▶ Task brief
Your answer must be the exact lines from the one holding "query: wall shelf" through the final line of the records below, both included, and nothing more.

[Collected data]
§ §

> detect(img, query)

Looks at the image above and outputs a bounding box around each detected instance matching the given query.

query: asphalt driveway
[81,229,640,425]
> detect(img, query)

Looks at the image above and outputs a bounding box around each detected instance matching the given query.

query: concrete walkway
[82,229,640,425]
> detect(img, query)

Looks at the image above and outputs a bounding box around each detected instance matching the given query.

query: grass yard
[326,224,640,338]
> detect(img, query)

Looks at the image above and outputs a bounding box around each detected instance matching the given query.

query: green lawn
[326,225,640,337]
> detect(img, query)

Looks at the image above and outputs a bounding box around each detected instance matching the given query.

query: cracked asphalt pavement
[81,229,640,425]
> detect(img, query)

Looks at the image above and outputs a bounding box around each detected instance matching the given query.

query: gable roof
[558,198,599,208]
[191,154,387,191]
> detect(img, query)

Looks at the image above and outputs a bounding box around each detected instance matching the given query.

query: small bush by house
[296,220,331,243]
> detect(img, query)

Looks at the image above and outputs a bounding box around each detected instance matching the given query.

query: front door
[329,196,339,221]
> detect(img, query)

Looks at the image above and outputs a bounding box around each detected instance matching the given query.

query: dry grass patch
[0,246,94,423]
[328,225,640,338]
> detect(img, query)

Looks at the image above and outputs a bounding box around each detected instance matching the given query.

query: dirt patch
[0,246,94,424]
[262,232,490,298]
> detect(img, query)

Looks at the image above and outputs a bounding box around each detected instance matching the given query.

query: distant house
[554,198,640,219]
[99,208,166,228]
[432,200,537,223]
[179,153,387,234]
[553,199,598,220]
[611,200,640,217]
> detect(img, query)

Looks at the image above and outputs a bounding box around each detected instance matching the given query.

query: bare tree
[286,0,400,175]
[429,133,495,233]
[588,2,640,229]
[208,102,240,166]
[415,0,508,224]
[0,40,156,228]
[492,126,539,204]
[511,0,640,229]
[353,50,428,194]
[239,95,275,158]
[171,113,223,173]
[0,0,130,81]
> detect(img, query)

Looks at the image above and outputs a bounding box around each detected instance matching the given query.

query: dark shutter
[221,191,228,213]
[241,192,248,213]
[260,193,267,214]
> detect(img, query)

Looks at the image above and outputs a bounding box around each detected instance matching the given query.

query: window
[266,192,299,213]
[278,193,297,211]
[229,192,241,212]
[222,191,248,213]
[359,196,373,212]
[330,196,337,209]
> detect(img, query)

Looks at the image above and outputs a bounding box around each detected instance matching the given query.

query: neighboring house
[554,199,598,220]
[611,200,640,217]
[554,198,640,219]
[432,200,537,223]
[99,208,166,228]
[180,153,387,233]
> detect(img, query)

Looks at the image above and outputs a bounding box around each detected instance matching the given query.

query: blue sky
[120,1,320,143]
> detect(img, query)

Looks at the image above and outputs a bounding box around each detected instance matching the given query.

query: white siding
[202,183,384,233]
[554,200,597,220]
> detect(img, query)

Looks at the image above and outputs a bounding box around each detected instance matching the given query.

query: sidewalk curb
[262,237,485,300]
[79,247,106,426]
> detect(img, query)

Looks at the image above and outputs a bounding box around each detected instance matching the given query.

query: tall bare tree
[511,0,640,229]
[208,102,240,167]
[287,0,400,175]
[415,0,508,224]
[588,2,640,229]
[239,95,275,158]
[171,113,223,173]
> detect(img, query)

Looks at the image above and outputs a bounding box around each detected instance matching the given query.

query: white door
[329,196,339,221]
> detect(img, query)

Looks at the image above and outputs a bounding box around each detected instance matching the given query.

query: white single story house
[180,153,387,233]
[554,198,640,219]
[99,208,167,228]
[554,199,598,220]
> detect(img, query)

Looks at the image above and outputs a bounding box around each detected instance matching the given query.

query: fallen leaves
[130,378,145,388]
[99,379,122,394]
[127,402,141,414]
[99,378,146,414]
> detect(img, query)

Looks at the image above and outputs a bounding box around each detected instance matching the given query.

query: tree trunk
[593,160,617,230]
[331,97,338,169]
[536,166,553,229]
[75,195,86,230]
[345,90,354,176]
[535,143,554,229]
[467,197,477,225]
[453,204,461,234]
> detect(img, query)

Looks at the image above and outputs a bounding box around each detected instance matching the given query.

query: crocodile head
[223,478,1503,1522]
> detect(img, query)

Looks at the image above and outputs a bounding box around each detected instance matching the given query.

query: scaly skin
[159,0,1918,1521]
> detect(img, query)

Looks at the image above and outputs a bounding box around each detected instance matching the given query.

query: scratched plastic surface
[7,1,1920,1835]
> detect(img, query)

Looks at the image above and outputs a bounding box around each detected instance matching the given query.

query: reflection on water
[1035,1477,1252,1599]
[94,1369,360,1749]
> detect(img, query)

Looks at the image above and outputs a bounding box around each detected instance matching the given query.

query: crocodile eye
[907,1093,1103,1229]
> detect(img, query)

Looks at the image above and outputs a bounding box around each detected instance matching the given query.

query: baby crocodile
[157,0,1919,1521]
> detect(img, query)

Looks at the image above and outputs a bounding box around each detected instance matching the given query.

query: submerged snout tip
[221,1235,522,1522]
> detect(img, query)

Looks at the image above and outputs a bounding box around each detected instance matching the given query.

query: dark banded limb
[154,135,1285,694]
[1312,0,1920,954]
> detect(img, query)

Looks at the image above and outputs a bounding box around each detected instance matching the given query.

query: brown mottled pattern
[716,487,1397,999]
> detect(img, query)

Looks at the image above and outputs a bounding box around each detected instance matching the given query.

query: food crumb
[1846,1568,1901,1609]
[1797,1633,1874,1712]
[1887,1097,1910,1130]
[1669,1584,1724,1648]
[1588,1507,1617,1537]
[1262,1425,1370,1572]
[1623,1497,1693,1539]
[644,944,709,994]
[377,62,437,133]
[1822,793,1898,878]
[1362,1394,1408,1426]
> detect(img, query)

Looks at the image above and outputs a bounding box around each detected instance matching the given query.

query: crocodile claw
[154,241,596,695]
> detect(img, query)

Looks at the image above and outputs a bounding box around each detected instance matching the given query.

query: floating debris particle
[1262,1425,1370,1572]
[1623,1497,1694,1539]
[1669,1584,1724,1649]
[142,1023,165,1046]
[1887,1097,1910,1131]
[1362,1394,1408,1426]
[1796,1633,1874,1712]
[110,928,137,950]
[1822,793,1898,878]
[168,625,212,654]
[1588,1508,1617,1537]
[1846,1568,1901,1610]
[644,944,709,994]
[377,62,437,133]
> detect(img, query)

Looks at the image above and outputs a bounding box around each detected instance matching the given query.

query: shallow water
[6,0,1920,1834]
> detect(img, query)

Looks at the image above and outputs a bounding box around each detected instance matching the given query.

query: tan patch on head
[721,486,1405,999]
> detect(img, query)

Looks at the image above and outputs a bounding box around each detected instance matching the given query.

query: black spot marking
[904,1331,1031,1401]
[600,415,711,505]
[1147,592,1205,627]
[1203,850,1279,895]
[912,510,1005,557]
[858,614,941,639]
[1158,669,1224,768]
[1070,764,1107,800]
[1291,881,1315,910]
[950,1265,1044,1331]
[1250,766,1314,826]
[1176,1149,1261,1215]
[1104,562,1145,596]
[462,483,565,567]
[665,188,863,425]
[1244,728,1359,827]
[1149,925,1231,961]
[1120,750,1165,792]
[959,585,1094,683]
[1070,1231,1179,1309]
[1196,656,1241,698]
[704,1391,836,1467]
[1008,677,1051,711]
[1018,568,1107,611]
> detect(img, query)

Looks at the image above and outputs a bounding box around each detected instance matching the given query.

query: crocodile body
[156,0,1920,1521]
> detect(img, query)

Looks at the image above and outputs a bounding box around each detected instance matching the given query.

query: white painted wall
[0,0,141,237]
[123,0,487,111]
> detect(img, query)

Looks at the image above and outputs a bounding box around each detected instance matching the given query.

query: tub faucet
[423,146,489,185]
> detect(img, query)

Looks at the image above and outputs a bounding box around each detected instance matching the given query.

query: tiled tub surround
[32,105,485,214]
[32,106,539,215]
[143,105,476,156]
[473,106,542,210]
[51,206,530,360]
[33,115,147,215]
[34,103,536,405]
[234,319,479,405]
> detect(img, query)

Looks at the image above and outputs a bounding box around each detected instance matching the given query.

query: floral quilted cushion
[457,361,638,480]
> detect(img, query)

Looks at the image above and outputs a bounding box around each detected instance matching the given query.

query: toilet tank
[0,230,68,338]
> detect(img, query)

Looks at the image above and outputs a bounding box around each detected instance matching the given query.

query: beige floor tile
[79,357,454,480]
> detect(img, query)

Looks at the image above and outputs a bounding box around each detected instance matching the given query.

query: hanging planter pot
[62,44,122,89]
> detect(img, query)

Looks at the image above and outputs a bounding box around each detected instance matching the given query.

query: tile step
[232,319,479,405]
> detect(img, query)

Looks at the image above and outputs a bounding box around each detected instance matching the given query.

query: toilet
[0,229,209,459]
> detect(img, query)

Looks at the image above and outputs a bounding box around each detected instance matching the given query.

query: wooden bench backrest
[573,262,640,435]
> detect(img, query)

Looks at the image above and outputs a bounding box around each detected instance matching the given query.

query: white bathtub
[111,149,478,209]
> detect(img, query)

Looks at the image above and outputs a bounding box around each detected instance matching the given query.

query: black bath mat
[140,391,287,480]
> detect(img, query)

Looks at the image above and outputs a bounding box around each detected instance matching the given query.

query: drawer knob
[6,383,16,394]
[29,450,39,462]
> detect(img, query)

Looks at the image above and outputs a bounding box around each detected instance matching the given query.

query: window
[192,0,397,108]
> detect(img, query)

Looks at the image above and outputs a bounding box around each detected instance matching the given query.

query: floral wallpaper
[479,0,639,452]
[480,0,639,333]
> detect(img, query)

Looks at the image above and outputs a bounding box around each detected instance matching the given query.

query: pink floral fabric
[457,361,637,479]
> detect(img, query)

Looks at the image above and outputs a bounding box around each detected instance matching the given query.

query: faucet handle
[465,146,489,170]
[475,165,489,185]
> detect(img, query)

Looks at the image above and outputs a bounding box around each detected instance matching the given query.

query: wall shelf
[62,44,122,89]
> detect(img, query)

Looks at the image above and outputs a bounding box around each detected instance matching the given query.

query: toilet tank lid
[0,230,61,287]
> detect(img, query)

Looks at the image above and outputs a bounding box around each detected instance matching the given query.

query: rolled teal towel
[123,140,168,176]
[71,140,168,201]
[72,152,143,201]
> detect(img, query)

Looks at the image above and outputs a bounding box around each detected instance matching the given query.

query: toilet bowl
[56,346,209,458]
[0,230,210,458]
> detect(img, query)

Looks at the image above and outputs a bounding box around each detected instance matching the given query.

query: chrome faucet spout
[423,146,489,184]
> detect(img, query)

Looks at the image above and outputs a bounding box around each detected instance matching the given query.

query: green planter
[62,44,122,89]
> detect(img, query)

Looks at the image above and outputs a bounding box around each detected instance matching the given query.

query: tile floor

§ §

▶ Output below
query: wall shelf
[62,44,122,89]
> detect(img, query)

Looks at the image above and outputs a bounding box around each detected instance matching the given query.

query: toilet tank lid
[0,230,61,287]
> detect(img, query)

Looks at the image above and outputs a bounding box around each detected instance matching the given query.

query: rolled teal towel
[123,140,168,176]
[71,140,168,201]
[72,152,143,201]
> detect(img, query)

Looks at the image above and outputs a bounding box around each detected instance matching the given query.

query: toilet bowl
[56,346,209,458]
[0,230,210,458]
> detect(img, query)

Looks at the image above and outputs a bounding box around each detected instance matching the given query.

query: chrome faucet spout
[423,146,489,184]
> detect(img, query)

Looks at the image above and outputs a bounding box around each detected instance matching the given query.

query: green planter
[62,44,122,89]
> detect(img, query)

Looks at the image above and outputs a bounding box around each detected instance matching the given query.

query: tile floor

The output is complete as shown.